**HOW TO COMPLETE THIS TASK:**
Look through the data below for the string "clicks", and copy every line where it turns up.

Saved data entries
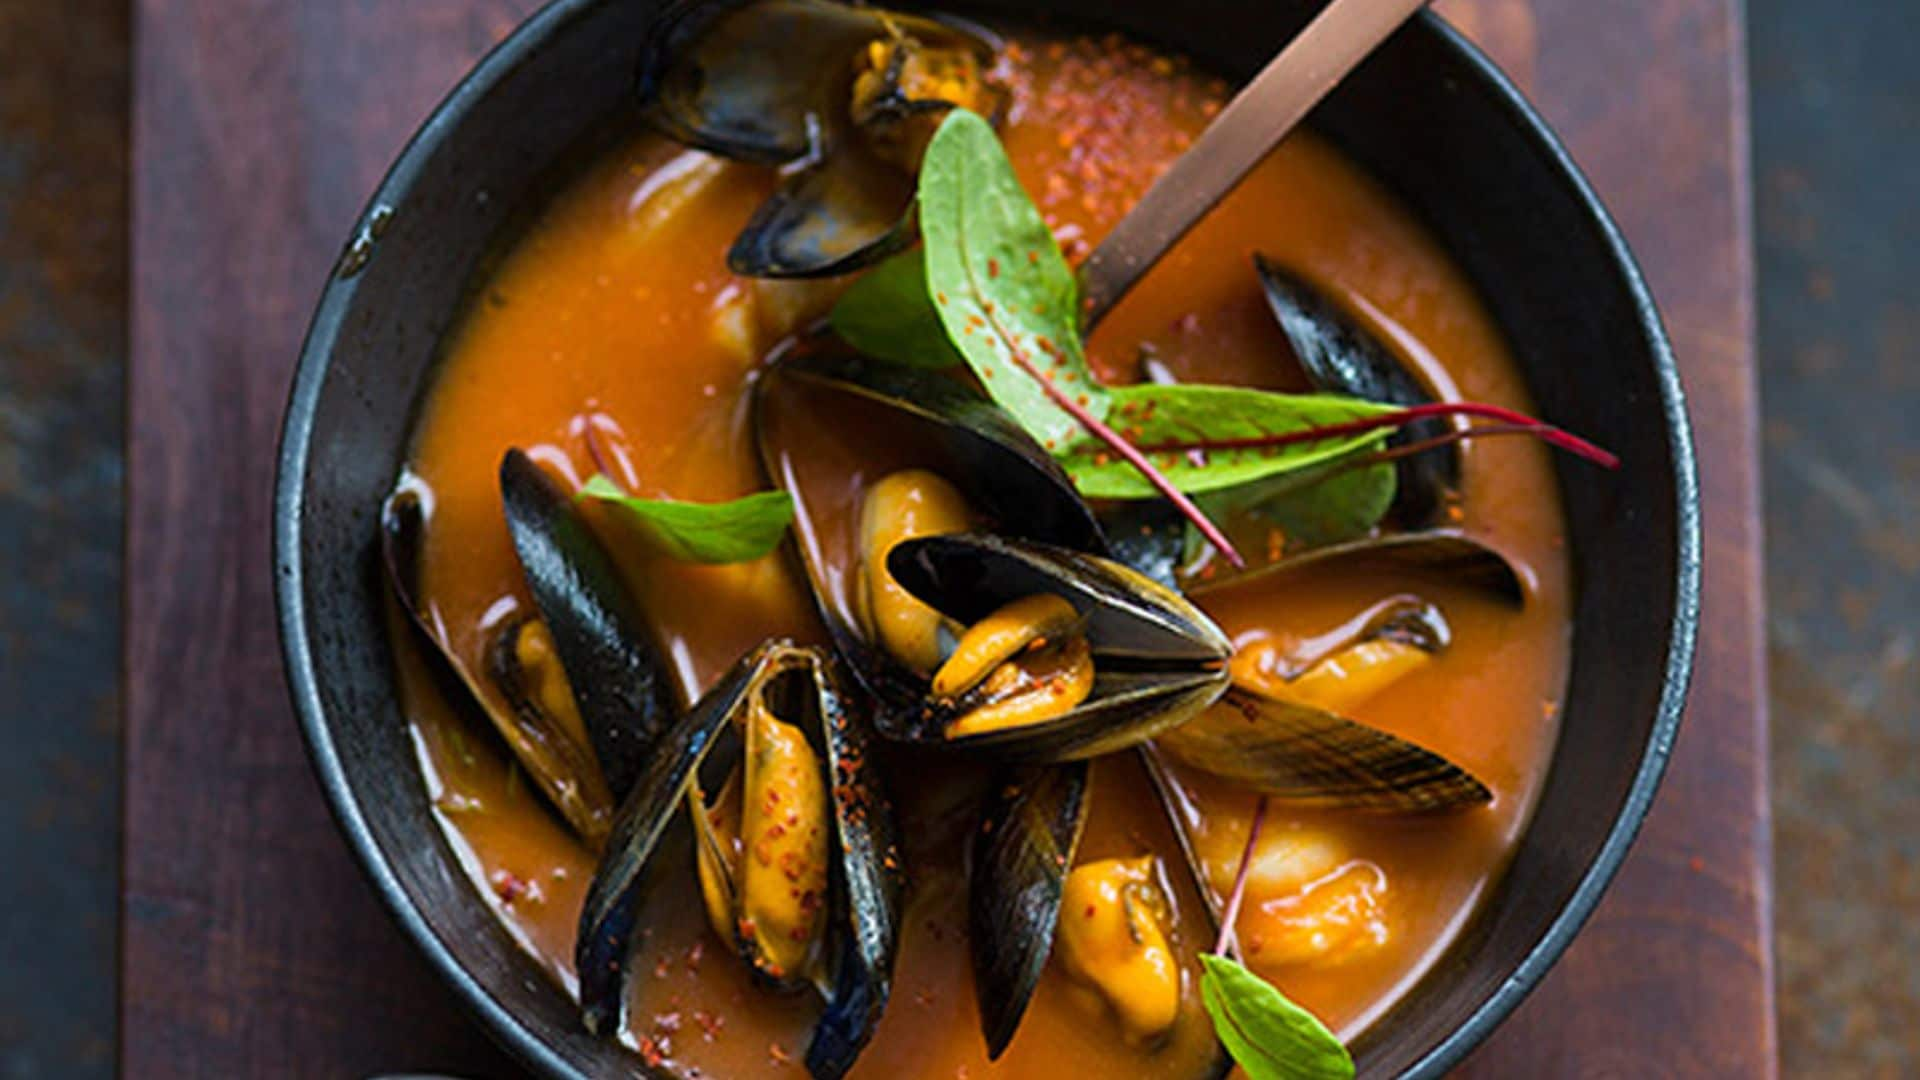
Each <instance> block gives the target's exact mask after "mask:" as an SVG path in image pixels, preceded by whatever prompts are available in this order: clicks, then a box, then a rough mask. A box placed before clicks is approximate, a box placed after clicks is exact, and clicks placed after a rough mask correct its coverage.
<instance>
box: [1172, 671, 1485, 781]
mask: <svg viewBox="0 0 1920 1080" xmlns="http://www.w3.org/2000/svg"><path fill="white" fill-rule="evenodd" d="M1156 748H1158V751H1162V753H1165V755H1167V757H1171V759H1173V761H1179V763H1181V765H1187V767H1192V769H1198V771H1202V773H1210V774H1213V776H1219V778H1223V780H1229V782H1233V784H1238V786H1242V788H1248V790H1254V792H1261V794H1267V796H1273V798H1279V799H1286V801H1292V803H1296V805H1311V807H1332V809H1365V811H1394V813H1430V811H1450V809H1463V807H1475V805H1482V803H1486V801H1490V799H1492V798H1494V796H1492V792H1490V790H1488V788H1486V784H1482V782H1480V780H1478V778H1475V776H1473V774H1471V773H1467V771H1465V769H1461V767H1459V765H1453V763H1452V761H1448V759H1446V757H1442V755H1438V753H1434V751H1430V749H1425V748H1419V746H1415V744H1411V742H1407V740H1404V738H1400V736H1392V734H1388V732H1382V730H1379V728H1373V726H1367V724H1361V723H1356V721H1348V719H1344V717H1336V715H1332V713H1329V711H1325V709H1315V707H1311V705H1302V703H1298V701H1283V700H1279V698H1267V696H1261V694H1256V692H1254V690H1248V688H1242V686H1235V688H1231V690H1227V694H1225V696H1223V698H1221V700H1219V701H1217V703H1215V705H1213V707H1210V709H1206V711H1204V713H1200V715H1198V717H1194V719H1192V721H1188V723H1185V724H1181V726H1179V728H1175V730H1171V732H1167V734H1164V736H1160V740H1158V742H1156Z"/></svg>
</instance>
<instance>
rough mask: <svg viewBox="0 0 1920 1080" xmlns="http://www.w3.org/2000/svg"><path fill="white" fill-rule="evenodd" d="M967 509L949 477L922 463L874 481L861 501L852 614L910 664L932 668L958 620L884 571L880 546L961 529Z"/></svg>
mask: <svg viewBox="0 0 1920 1080" xmlns="http://www.w3.org/2000/svg"><path fill="white" fill-rule="evenodd" d="M973 517H975V515H973V511H972V507H968V502H966V496H962V494H960V492H958V490H956V488H954V486H952V484H950V482H947V480H945V479H943V477H941V475H939V473H933V471H927V469H902V471H899V473H889V475H885V477H881V479H879V480H876V482H874V486H872V488H868V492H866V500H864V502H862V503H860V577H858V578H856V582H854V607H856V611H854V615H856V617H858V621H860V628H862V630H864V632H866V636H868V638H870V640H872V642H874V644H876V646H879V648H881V650H885V651H887V653H891V655H893V657H895V659H899V661H900V663H904V665H906V667H910V669H914V671H922V673H925V671H933V669H935V667H937V665H939V663H941V657H943V655H945V651H947V648H948V644H950V642H943V636H945V638H948V640H950V638H952V636H956V634H958V626H956V625H954V621H952V619H947V617H945V615H941V613H939V611H935V609H933V607H927V605H925V603H924V601H920V600H918V598H916V596H914V594H910V592H906V590H904V588H900V582H897V580H893V575H891V573H889V571H887V553H889V552H893V546H895V544H900V542H902V540H914V538H918V536H939V534H943V532H966V530H968V527H970V525H972V523H973Z"/></svg>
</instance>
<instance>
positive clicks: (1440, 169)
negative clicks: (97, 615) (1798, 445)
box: [275, 0, 1699, 1076]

**ANSWER SPACE:**
Each <instance> block gives the target's exact mask after "mask:" as an SVG path in image pixels, preceded by whatever prompts are available in this order: clicks, then a box, then a rough mask. A box placed before clicks is approximate, a box placed after clicks is exact, and clicks placed after a rough mask correct its coverage.
positive clicks: (1440, 169)
negative clicks: (97, 615) (1798, 445)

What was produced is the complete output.